- ACTIVITY -
Report how many lines in the data include the string "lion", and add nothing else.

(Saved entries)

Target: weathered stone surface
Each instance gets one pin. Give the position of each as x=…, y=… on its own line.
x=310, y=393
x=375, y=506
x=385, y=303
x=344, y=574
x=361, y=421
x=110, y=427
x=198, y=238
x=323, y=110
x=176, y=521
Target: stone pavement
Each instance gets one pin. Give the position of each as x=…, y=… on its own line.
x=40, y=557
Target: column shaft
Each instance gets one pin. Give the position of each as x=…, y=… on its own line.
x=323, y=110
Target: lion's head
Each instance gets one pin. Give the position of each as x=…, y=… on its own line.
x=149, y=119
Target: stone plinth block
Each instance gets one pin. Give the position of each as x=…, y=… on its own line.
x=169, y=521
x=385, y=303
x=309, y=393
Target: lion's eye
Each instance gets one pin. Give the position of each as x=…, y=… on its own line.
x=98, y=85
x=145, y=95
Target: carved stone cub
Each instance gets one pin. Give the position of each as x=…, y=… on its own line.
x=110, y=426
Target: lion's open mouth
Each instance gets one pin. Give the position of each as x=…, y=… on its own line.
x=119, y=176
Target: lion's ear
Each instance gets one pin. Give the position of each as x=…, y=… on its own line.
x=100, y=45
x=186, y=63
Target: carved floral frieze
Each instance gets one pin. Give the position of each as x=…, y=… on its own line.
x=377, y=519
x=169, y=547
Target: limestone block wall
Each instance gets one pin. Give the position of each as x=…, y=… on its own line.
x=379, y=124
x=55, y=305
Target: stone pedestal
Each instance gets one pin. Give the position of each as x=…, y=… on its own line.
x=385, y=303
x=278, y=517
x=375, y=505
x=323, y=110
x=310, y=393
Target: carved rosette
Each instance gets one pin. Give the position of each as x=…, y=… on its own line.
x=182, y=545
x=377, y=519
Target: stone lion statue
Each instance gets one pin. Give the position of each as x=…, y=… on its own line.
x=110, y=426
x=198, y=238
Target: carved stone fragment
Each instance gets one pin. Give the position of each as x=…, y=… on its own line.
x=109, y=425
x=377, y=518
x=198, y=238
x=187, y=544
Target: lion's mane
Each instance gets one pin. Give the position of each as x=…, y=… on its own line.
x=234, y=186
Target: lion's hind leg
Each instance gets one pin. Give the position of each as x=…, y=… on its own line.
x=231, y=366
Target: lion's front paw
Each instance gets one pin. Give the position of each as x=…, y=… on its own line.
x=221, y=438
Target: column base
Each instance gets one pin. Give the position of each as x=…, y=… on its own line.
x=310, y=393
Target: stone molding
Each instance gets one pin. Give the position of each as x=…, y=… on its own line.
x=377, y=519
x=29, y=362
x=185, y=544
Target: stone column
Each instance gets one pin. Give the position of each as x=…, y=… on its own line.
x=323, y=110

---

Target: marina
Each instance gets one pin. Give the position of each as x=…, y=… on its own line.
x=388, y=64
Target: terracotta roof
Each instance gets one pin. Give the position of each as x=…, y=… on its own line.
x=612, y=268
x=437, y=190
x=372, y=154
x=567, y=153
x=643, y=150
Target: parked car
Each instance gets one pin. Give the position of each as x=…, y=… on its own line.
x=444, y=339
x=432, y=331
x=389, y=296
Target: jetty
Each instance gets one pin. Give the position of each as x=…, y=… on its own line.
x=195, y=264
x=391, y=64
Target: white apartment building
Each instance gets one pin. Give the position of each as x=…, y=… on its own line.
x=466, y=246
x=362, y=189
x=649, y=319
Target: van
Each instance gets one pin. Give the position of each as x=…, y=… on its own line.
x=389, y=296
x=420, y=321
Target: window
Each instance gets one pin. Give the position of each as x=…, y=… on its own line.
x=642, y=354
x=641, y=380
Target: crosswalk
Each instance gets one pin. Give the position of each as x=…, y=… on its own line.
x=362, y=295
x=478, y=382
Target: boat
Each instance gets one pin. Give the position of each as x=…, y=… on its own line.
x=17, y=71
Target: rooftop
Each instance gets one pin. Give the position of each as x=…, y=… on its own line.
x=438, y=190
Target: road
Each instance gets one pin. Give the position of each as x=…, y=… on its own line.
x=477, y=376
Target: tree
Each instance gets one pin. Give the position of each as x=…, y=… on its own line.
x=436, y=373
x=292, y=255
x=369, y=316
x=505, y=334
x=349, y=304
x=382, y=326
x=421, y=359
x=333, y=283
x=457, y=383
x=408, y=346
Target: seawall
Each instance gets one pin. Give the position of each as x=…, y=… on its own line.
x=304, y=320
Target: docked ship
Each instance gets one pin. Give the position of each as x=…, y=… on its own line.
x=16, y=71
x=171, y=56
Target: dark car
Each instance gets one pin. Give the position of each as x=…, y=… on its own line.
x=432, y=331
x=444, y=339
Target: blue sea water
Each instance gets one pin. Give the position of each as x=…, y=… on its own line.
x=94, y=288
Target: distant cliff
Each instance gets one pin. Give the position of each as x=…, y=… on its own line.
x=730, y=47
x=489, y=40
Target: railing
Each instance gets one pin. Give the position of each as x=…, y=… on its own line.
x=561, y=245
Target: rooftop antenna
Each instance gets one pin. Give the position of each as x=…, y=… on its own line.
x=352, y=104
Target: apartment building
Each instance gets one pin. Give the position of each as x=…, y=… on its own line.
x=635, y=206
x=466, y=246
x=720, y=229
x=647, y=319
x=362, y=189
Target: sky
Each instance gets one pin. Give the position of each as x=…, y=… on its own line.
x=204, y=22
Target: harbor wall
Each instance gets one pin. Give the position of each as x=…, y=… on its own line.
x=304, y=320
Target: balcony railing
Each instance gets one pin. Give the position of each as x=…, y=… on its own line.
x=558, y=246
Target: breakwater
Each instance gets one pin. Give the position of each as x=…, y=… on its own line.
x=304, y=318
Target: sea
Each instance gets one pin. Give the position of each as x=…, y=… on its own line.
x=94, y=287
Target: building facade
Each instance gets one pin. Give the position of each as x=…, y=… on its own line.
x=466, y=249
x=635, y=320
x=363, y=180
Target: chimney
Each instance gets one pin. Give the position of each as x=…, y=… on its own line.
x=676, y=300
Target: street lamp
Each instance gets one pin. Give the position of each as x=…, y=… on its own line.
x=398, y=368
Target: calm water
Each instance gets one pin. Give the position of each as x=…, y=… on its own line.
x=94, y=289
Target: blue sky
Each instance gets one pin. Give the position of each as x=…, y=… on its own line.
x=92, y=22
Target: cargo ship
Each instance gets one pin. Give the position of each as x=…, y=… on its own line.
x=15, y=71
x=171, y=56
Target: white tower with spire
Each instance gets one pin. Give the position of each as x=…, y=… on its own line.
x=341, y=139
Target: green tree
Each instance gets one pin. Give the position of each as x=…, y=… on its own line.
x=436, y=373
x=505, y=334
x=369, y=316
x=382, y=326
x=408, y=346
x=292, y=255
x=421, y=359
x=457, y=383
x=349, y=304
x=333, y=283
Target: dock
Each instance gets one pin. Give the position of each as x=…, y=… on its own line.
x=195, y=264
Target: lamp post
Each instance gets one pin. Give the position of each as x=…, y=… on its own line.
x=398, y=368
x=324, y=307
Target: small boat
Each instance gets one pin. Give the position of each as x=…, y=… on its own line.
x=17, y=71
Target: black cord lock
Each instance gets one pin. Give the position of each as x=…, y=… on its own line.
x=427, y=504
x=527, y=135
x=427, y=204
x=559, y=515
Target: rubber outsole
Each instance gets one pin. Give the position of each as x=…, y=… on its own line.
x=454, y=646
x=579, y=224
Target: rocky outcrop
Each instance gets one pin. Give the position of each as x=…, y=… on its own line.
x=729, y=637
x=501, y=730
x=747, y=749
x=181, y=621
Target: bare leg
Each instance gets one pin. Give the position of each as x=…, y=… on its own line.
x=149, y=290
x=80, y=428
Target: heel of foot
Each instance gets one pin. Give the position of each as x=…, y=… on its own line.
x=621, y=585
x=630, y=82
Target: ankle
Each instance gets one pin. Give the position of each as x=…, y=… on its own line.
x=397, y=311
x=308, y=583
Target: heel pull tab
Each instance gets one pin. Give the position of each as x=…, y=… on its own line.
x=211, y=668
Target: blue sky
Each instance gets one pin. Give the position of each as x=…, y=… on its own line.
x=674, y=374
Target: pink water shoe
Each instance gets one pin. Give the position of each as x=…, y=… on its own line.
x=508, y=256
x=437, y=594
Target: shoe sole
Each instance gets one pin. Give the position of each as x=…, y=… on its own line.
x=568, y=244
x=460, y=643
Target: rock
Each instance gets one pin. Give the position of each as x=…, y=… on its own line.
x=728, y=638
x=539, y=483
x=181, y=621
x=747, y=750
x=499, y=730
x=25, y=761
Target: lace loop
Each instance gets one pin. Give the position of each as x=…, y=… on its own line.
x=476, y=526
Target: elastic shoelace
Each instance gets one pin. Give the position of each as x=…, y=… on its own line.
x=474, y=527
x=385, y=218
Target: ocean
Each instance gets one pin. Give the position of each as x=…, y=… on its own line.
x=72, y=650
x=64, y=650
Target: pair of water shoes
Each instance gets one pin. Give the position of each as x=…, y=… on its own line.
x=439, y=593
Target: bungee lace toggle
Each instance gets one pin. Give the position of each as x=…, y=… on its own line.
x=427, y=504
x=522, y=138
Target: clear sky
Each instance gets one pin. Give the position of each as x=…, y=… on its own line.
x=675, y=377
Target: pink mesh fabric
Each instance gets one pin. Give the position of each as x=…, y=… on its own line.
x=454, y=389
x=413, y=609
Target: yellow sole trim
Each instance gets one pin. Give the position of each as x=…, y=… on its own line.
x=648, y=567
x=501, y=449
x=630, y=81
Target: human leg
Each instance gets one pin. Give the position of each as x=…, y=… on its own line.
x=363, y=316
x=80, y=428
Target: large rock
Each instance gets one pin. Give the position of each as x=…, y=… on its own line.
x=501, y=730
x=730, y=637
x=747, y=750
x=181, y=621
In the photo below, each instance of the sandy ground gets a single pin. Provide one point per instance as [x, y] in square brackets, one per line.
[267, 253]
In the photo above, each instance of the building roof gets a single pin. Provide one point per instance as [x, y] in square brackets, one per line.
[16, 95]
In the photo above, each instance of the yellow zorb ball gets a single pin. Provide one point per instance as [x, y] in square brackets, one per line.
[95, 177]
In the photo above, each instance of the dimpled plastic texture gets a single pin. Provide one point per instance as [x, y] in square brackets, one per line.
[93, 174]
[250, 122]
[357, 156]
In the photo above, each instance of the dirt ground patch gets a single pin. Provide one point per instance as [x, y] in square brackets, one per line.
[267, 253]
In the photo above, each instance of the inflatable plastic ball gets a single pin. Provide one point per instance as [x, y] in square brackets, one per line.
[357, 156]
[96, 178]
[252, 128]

- COMPLETED EXERCISE -
8